§ **What the task requires**
Count the lines in the rows below that contain the string "hedge". Give only the number.
++++++++++++++++++++
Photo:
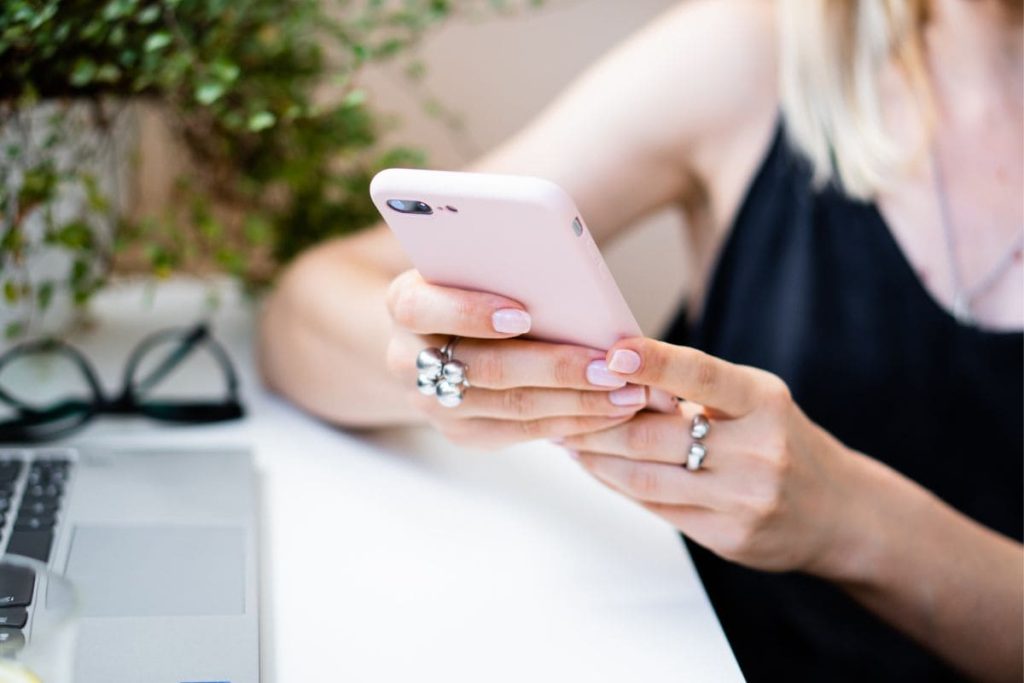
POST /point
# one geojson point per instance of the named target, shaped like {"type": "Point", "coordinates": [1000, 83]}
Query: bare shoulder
{"type": "Point", "coordinates": [653, 121]}
{"type": "Point", "coordinates": [726, 93]}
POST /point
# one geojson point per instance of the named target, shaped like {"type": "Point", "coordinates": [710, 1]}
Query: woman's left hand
{"type": "Point", "coordinates": [772, 489]}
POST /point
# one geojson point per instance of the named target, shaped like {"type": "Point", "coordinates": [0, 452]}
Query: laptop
{"type": "Point", "coordinates": [160, 547]}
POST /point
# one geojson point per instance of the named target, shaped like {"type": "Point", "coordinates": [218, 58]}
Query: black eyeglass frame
{"type": "Point", "coordinates": [33, 424]}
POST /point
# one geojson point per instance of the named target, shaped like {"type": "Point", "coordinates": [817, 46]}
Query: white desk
{"type": "Point", "coordinates": [398, 557]}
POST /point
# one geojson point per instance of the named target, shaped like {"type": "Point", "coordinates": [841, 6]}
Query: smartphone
{"type": "Point", "coordinates": [515, 236]}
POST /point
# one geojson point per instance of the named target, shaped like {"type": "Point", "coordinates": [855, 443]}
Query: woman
{"type": "Point", "coordinates": [858, 512]}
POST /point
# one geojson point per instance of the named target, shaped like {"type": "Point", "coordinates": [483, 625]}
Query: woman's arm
{"type": "Point", "coordinates": [620, 141]}
{"type": "Point", "coordinates": [934, 573]}
{"type": "Point", "coordinates": [777, 493]}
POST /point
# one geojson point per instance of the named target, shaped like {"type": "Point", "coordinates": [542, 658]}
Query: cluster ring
{"type": "Point", "coordinates": [699, 428]}
{"type": "Point", "coordinates": [440, 375]}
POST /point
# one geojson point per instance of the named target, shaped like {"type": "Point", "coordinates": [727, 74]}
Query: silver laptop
{"type": "Point", "coordinates": [161, 549]}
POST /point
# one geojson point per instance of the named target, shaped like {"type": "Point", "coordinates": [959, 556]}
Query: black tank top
{"type": "Point", "coordinates": [811, 286]}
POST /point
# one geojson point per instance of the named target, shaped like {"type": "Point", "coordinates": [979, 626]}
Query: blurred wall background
{"type": "Point", "coordinates": [535, 54]}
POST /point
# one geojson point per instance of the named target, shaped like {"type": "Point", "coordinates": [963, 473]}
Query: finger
{"type": "Point", "coordinates": [531, 403]}
{"type": "Point", "coordinates": [653, 482]}
{"type": "Point", "coordinates": [513, 363]}
{"type": "Point", "coordinates": [425, 308]}
{"type": "Point", "coordinates": [689, 374]}
{"type": "Point", "coordinates": [659, 438]}
{"type": "Point", "coordinates": [489, 432]}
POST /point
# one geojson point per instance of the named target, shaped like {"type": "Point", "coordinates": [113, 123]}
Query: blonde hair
{"type": "Point", "coordinates": [832, 58]}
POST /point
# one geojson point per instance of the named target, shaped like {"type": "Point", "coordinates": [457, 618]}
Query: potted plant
{"type": "Point", "coordinates": [261, 95]}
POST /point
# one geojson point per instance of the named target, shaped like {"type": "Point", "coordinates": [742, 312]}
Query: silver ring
{"type": "Point", "coordinates": [439, 375]}
{"type": "Point", "coordinates": [695, 456]}
{"type": "Point", "coordinates": [699, 427]}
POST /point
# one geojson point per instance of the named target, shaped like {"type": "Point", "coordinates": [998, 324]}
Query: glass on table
{"type": "Point", "coordinates": [37, 640]}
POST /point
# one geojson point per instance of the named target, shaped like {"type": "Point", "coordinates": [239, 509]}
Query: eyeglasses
{"type": "Point", "coordinates": [151, 361]}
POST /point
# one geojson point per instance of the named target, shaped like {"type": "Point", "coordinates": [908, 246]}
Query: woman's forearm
{"type": "Point", "coordinates": [949, 583]}
{"type": "Point", "coordinates": [324, 336]}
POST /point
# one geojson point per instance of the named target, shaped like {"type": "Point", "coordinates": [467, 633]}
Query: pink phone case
{"type": "Point", "coordinates": [515, 236]}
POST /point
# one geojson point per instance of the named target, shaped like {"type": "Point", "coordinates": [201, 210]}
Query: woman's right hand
{"type": "Point", "coordinates": [521, 389]}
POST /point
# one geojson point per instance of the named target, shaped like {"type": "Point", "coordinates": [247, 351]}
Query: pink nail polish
{"type": "Point", "coordinates": [629, 395]}
{"type": "Point", "coordinates": [510, 322]}
{"type": "Point", "coordinates": [598, 375]}
{"type": "Point", "coordinates": [625, 360]}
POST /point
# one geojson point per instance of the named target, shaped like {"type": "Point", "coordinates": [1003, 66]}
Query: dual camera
{"type": "Point", "coordinates": [416, 207]}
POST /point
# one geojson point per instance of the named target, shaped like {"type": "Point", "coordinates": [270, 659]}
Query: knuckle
{"type": "Point", "coordinates": [488, 369]}
{"type": "Point", "coordinates": [566, 368]}
{"type": "Point", "coordinates": [530, 429]}
{"type": "Point", "coordinates": [397, 365]}
{"type": "Point", "coordinates": [641, 437]}
{"type": "Point", "coordinates": [764, 508]}
{"type": "Point", "coordinates": [655, 364]}
{"type": "Point", "coordinates": [705, 373]}
{"type": "Point", "coordinates": [593, 402]}
{"type": "Point", "coordinates": [401, 302]}
{"type": "Point", "coordinates": [518, 402]}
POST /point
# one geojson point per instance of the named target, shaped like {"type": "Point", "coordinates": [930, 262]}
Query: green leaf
{"type": "Point", "coordinates": [224, 71]}
{"type": "Point", "coordinates": [261, 121]}
{"type": "Point", "coordinates": [77, 236]}
{"type": "Point", "coordinates": [83, 72]}
{"type": "Point", "coordinates": [148, 15]}
{"type": "Point", "coordinates": [354, 98]}
{"type": "Point", "coordinates": [157, 41]}
{"type": "Point", "coordinates": [209, 92]}
{"type": "Point", "coordinates": [44, 295]}
{"type": "Point", "coordinates": [14, 329]}
{"type": "Point", "coordinates": [11, 292]}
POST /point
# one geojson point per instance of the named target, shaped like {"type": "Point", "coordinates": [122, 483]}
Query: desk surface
{"type": "Point", "coordinates": [398, 557]}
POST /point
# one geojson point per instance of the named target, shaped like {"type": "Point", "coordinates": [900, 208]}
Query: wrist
{"type": "Point", "coordinates": [856, 548]}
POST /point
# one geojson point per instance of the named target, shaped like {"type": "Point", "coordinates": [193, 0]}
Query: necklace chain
{"type": "Point", "coordinates": [964, 297]}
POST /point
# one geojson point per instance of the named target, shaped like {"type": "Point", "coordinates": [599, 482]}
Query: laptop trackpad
{"type": "Point", "coordinates": [158, 570]}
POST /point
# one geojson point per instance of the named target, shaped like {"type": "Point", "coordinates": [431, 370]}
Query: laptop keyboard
{"type": "Point", "coordinates": [32, 489]}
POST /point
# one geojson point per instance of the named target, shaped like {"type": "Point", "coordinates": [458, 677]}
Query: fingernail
{"type": "Point", "coordinates": [510, 321]}
{"type": "Point", "coordinates": [597, 373]}
{"type": "Point", "coordinates": [625, 360]}
{"type": "Point", "coordinates": [630, 395]}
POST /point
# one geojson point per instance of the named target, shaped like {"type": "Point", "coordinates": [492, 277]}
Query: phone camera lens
{"type": "Point", "coordinates": [411, 206]}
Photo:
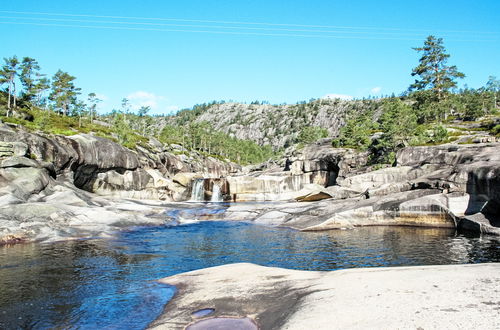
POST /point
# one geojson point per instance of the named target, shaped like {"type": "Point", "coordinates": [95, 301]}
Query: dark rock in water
{"type": "Point", "coordinates": [224, 323]}
{"type": "Point", "coordinates": [203, 312]}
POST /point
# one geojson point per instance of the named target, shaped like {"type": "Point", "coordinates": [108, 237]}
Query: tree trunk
{"type": "Point", "coordinates": [8, 98]}
{"type": "Point", "coordinates": [14, 94]}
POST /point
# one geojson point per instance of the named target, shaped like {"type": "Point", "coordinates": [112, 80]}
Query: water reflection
{"type": "Point", "coordinates": [110, 283]}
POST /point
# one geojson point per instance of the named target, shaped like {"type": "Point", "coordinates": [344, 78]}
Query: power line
{"type": "Point", "coordinates": [233, 32]}
{"type": "Point", "coordinates": [241, 23]}
{"type": "Point", "coordinates": [212, 26]}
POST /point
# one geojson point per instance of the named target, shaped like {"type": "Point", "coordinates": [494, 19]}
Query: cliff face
{"type": "Point", "coordinates": [101, 166]}
{"type": "Point", "coordinates": [279, 125]}
{"type": "Point", "coordinates": [51, 186]}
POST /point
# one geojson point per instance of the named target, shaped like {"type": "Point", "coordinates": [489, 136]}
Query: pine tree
{"type": "Point", "coordinates": [29, 77]}
{"type": "Point", "coordinates": [433, 72]}
{"type": "Point", "coordinates": [64, 91]}
{"type": "Point", "coordinates": [8, 75]}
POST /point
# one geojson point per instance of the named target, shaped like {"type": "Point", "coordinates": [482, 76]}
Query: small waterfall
{"type": "Point", "coordinates": [216, 193]}
{"type": "Point", "coordinates": [198, 192]}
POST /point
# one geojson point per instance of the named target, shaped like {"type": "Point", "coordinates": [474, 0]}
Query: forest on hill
{"type": "Point", "coordinates": [432, 110]}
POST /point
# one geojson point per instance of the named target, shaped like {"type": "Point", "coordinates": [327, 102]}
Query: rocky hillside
{"type": "Point", "coordinates": [279, 126]}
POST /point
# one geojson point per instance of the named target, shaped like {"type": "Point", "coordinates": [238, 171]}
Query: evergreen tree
{"type": "Point", "coordinates": [64, 91]}
{"type": "Point", "coordinates": [29, 77]}
{"type": "Point", "coordinates": [433, 71]}
{"type": "Point", "coordinates": [8, 75]}
{"type": "Point", "coordinates": [42, 85]}
{"type": "Point", "coordinates": [493, 86]}
{"type": "Point", "coordinates": [93, 102]}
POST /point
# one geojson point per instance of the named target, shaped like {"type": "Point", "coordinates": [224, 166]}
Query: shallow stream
{"type": "Point", "coordinates": [110, 283]}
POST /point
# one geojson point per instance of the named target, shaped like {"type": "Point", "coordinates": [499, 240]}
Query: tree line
{"type": "Point", "coordinates": [417, 115]}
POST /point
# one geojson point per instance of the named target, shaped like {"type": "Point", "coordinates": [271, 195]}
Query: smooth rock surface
{"type": "Point", "coordinates": [419, 297]}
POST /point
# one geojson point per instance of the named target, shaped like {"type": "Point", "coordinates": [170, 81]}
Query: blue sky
{"type": "Point", "coordinates": [305, 49]}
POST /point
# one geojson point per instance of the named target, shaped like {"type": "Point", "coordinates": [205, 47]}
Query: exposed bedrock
{"type": "Point", "coordinates": [419, 297]}
{"type": "Point", "coordinates": [104, 167]}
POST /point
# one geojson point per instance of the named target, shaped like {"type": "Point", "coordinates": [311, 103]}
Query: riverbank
{"type": "Point", "coordinates": [419, 297]}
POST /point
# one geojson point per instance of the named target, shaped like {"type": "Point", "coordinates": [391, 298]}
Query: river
{"type": "Point", "coordinates": [110, 283]}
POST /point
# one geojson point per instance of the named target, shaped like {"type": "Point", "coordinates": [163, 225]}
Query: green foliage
{"type": "Point", "coordinates": [433, 72]}
{"type": "Point", "coordinates": [311, 134]}
{"type": "Point", "coordinates": [202, 138]}
{"type": "Point", "coordinates": [496, 130]}
{"type": "Point", "coordinates": [64, 92]}
{"type": "Point", "coordinates": [439, 134]}
{"type": "Point", "coordinates": [357, 131]}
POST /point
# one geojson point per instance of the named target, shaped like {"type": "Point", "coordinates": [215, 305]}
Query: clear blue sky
{"type": "Point", "coordinates": [362, 47]}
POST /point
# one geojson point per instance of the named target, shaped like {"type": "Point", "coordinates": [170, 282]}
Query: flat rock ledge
{"type": "Point", "coordinates": [417, 297]}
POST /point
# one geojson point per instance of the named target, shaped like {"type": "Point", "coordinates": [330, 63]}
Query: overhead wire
{"type": "Point", "coordinates": [231, 28]}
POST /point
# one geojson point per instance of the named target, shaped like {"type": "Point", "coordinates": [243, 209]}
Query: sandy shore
{"type": "Point", "coordinates": [420, 297]}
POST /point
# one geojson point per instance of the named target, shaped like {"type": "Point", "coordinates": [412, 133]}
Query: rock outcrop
{"type": "Point", "coordinates": [421, 297]}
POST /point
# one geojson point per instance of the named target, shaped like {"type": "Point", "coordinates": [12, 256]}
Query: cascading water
{"type": "Point", "coordinates": [216, 193]}
{"type": "Point", "coordinates": [198, 192]}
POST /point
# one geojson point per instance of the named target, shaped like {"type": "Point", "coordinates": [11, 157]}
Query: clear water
{"type": "Point", "coordinates": [110, 283]}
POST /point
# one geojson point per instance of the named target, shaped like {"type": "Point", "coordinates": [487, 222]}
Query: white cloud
{"type": "Point", "coordinates": [144, 99]}
{"type": "Point", "coordinates": [172, 108]}
{"type": "Point", "coordinates": [101, 97]}
{"type": "Point", "coordinates": [337, 96]}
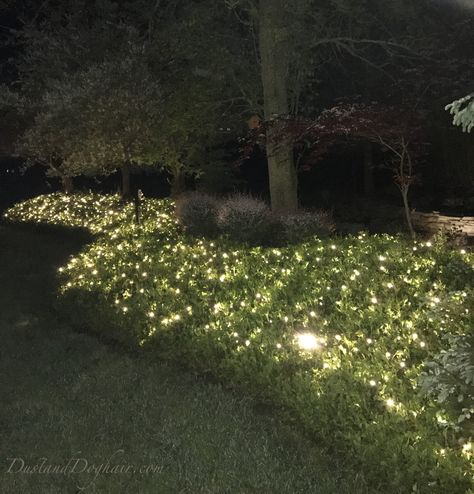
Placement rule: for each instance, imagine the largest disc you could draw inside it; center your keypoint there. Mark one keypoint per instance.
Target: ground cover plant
(337, 332)
(65, 394)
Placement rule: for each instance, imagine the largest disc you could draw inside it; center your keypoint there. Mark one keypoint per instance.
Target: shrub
(197, 213)
(300, 226)
(247, 219)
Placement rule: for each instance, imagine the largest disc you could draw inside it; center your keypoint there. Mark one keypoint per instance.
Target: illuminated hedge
(335, 331)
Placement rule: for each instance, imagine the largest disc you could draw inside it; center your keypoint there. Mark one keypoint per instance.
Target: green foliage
(336, 332)
(463, 112)
(301, 226)
(450, 378)
(197, 213)
(246, 219)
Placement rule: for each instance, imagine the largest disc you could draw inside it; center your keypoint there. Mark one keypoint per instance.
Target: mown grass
(65, 394)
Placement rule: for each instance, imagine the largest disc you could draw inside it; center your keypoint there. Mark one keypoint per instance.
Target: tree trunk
(274, 59)
(126, 189)
(404, 192)
(178, 183)
(368, 170)
(68, 185)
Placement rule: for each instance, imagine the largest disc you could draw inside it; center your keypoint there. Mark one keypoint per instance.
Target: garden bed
(336, 332)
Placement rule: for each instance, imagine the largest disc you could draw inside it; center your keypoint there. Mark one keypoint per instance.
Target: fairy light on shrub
(187, 288)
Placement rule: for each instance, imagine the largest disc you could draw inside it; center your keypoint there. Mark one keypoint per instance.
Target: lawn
(65, 394)
(333, 333)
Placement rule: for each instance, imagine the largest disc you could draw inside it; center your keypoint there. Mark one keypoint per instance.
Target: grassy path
(65, 395)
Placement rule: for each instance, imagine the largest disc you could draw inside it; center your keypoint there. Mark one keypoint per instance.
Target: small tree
(397, 130)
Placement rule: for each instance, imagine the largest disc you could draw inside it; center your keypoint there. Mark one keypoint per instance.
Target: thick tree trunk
(368, 170)
(178, 183)
(68, 185)
(126, 189)
(274, 59)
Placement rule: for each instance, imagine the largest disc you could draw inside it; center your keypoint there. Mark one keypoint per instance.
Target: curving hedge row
(335, 332)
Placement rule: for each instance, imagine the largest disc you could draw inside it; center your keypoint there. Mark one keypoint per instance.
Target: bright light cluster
(374, 307)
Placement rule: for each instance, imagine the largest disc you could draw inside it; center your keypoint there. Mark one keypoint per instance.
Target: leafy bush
(197, 212)
(450, 378)
(336, 332)
(302, 225)
(246, 219)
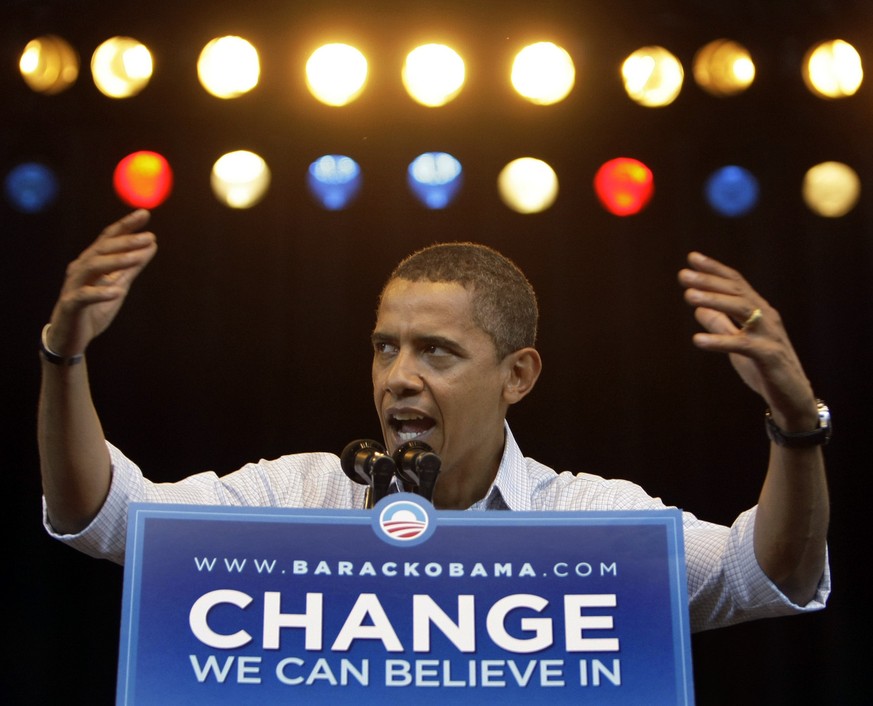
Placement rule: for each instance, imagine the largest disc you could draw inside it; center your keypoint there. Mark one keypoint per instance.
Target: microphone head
(356, 459)
(415, 459)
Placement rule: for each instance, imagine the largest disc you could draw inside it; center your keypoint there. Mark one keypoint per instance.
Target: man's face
(436, 376)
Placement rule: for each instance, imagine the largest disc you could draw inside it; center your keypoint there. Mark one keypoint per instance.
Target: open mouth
(410, 426)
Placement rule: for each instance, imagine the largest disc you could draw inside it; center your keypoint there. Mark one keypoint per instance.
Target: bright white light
(240, 179)
(528, 185)
(433, 74)
(229, 67)
(121, 67)
(543, 73)
(833, 69)
(652, 76)
(336, 74)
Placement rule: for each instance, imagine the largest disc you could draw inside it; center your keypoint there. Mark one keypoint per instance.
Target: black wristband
(819, 436)
(51, 357)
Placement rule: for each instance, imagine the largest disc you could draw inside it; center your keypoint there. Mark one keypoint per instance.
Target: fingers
(131, 223)
(115, 258)
(713, 285)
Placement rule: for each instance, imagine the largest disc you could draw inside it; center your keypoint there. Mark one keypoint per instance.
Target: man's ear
(524, 365)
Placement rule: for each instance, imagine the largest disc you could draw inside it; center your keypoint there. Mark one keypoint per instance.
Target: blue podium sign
(266, 606)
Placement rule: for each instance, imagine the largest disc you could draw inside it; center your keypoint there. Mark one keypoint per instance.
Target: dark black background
(248, 335)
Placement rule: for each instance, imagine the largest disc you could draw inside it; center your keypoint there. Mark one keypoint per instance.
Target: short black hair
(504, 302)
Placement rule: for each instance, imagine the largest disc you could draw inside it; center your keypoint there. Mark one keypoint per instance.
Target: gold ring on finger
(753, 319)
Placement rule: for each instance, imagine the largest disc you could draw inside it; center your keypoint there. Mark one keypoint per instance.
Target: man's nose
(403, 376)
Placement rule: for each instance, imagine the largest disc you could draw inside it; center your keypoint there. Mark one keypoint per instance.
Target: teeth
(408, 435)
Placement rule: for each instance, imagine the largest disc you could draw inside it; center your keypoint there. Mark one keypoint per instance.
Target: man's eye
(436, 350)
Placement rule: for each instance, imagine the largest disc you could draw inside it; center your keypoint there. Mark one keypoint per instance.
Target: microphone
(418, 465)
(365, 462)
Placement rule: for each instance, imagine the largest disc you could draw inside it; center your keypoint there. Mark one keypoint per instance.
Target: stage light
(833, 69)
(528, 185)
(732, 191)
(624, 186)
(435, 178)
(49, 64)
(433, 74)
(334, 180)
(240, 179)
(31, 187)
(143, 179)
(121, 67)
(543, 73)
(723, 68)
(336, 74)
(652, 76)
(831, 189)
(228, 67)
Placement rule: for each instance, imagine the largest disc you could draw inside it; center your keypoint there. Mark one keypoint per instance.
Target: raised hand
(741, 323)
(97, 283)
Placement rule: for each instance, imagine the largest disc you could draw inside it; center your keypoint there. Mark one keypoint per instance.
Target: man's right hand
(97, 283)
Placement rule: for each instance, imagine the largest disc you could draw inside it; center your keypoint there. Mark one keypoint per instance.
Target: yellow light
(228, 67)
(528, 185)
(49, 64)
(433, 74)
(724, 68)
(240, 179)
(833, 69)
(121, 67)
(652, 76)
(336, 74)
(831, 189)
(543, 73)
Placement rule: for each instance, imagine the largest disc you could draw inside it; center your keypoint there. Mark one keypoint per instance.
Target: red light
(143, 179)
(624, 186)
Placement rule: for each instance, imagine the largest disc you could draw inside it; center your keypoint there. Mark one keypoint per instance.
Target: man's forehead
(406, 303)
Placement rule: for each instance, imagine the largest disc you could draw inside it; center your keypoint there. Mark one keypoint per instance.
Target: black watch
(802, 439)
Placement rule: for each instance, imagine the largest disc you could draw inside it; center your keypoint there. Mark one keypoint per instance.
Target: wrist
(816, 433)
(50, 356)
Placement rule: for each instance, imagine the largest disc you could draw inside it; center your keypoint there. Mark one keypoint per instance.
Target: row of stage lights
(433, 74)
(623, 186)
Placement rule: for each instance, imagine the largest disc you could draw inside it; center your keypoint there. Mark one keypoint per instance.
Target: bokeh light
(240, 179)
(831, 189)
(334, 180)
(732, 191)
(435, 178)
(833, 69)
(433, 74)
(336, 74)
(543, 73)
(31, 187)
(652, 76)
(228, 67)
(528, 185)
(121, 67)
(723, 68)
(143, 179)
(624, 186)
(49, 64)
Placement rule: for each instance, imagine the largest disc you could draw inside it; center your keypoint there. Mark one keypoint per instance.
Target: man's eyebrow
(379, 337)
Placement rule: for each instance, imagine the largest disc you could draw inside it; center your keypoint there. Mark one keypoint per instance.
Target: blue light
(334, 180)
(31, 187)
(732, 191)
(435, 178)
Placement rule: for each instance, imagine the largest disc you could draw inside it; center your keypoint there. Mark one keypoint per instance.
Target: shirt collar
(511, 489)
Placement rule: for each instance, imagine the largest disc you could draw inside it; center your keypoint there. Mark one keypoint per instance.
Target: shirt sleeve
(726, 585)
(299, 480)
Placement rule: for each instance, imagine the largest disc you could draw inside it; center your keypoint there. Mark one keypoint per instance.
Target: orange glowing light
(624, 186)
(143, 179)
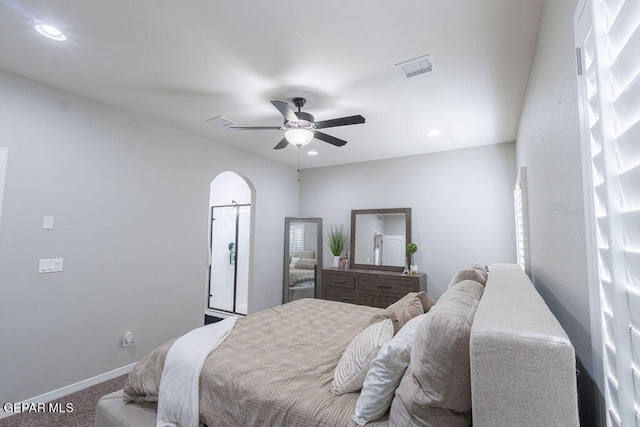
++++++++++++++++++++
§ **Task answer**
2